## Problem to solve
Would you please retype, exactly, the lines of the listing below between the line with "Query: dark hoodie" and the line with "# for each instance of the utility", inclusive?

Start of Data in this exercise

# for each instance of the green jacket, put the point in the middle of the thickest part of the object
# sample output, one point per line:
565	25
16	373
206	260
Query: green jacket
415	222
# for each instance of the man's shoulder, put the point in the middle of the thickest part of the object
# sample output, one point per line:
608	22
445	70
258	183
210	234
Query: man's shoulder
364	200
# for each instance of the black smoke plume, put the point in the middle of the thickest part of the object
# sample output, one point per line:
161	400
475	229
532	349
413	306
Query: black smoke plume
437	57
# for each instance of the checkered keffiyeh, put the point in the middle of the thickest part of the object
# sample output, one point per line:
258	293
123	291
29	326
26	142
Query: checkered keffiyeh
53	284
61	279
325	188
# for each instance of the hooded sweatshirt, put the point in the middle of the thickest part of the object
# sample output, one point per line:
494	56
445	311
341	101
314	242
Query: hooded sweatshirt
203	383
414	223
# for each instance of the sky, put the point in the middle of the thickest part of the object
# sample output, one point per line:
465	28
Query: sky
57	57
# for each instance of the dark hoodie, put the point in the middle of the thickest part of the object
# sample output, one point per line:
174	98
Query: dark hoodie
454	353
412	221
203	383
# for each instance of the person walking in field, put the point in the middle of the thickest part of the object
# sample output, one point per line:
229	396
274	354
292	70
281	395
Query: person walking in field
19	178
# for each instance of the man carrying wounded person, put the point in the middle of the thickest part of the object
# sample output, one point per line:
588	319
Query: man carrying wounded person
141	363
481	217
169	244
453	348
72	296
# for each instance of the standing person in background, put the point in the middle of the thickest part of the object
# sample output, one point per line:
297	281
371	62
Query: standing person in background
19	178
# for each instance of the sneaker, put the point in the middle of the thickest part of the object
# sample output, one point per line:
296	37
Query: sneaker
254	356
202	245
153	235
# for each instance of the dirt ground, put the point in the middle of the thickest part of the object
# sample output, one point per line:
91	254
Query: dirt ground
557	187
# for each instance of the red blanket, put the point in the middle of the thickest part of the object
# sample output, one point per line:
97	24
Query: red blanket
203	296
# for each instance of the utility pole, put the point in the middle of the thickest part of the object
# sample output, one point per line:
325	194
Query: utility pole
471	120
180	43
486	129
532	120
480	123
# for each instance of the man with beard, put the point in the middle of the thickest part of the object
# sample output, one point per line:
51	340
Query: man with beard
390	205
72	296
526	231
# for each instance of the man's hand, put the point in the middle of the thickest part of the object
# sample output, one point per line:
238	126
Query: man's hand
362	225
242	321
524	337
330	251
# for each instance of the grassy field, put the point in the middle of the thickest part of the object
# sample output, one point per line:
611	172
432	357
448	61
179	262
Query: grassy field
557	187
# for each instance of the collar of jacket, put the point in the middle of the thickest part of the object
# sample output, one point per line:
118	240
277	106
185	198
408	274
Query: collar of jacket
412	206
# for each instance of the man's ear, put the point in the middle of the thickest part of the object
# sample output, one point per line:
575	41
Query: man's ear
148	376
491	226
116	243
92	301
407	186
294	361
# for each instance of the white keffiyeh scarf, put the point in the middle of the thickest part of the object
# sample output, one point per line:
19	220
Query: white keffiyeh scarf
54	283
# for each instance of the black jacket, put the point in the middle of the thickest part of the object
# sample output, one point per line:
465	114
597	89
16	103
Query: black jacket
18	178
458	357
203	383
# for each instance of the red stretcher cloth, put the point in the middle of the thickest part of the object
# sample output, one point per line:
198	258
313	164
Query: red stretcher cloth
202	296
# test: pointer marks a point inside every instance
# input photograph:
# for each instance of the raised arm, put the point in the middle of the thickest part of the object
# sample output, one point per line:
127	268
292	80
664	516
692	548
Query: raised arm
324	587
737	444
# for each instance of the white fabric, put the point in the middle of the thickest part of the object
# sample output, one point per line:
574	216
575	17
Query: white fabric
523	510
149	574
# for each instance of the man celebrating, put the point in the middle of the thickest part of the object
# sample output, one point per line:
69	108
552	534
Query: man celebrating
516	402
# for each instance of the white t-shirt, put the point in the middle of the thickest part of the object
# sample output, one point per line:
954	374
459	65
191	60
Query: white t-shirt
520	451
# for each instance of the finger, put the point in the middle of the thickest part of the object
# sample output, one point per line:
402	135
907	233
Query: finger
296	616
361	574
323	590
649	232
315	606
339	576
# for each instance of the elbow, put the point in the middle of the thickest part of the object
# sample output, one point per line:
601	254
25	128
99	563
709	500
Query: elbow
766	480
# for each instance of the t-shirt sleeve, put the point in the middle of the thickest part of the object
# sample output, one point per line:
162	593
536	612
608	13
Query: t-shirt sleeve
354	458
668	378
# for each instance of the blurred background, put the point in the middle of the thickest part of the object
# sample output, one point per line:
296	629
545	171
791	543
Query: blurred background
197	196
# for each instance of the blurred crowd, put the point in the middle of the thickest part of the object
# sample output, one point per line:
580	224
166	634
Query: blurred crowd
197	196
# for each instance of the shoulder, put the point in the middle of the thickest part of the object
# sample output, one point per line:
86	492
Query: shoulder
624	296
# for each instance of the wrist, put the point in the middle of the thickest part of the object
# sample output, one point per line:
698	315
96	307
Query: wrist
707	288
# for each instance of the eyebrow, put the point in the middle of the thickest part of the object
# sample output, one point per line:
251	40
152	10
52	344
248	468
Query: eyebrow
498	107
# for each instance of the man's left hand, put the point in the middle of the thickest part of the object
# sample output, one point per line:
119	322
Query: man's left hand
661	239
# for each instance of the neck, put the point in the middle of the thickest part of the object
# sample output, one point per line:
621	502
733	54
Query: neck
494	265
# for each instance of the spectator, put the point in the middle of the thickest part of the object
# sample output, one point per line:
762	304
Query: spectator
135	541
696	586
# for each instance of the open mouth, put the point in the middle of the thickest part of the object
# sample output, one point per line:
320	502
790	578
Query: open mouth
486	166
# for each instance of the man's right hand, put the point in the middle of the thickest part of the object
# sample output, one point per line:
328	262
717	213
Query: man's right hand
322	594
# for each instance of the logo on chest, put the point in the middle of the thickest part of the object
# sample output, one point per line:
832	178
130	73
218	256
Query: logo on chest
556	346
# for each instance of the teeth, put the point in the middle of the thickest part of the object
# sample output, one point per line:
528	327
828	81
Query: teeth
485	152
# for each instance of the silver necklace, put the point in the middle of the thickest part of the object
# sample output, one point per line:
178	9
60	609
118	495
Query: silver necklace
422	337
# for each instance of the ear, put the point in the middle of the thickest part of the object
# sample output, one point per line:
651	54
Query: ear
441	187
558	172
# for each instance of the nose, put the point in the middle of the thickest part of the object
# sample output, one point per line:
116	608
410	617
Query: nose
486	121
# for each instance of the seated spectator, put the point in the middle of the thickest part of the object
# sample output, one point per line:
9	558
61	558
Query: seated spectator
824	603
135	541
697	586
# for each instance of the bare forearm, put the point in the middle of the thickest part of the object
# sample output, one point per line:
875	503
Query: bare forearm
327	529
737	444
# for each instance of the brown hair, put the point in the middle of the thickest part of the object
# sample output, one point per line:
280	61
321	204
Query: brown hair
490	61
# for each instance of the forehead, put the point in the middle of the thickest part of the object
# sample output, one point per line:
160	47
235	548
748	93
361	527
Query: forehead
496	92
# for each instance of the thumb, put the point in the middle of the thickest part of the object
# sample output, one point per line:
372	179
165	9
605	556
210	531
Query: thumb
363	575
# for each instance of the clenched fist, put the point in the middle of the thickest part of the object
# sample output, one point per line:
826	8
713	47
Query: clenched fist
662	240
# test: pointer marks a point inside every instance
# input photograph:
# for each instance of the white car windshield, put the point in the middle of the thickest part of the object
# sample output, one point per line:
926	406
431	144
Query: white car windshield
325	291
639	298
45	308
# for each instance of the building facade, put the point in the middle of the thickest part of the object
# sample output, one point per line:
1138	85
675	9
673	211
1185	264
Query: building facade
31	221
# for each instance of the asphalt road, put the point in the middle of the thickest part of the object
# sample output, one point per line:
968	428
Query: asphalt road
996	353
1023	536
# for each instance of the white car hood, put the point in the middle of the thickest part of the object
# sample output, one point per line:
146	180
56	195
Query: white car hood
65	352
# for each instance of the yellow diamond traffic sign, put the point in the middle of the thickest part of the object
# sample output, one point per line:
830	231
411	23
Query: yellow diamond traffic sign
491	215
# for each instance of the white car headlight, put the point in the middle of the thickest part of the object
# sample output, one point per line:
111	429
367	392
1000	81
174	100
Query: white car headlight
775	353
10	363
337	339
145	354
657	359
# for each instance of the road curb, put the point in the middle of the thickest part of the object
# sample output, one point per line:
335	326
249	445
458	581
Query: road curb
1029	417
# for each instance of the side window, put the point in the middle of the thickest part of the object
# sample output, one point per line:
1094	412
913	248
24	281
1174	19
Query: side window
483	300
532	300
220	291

End of Data in this exercise

## Solution for this task
Query: dark hoodie
454	353
412	221
203	383
# for each instance of the person walking in field, put the point in the middle of the thickest part of the object
# sample output, one point per line:
229	396
274	354
292	70
281	395
Query: person walking in field
19	178
# for each instance of the man carrying wounded person, put the point in the middle of the thickest part of the object
# sample output, one point per line:
588	319
Query: man carrying wounded person
141	363
481	217
169	244
453	348
72	296
# for each instance of the standing person in background, put the point in the middle of the thickest part of the object
# sample output, one point per line:
297	281
371	62
Query: standing person in background
19	178
# for each instance of the sneaker, put the point in the middle of the thickest part of the object
# sample output, one point per line:
296	37
Query: sneaker
254	356
202	245
153	235
# for each instance of the dirt ground, put the point in the middle of the thickest part of the object
# sample output, one point per line:
91	254
Query: dirt ground
557	187
# for each instance of the red blanket, put the point in the middle of the thickest part of the object
# sample output, one point per line:
97	24
Query: red blanket
203	296
# for each instance of the utility pole, put the point in the middle of the thickest part of the object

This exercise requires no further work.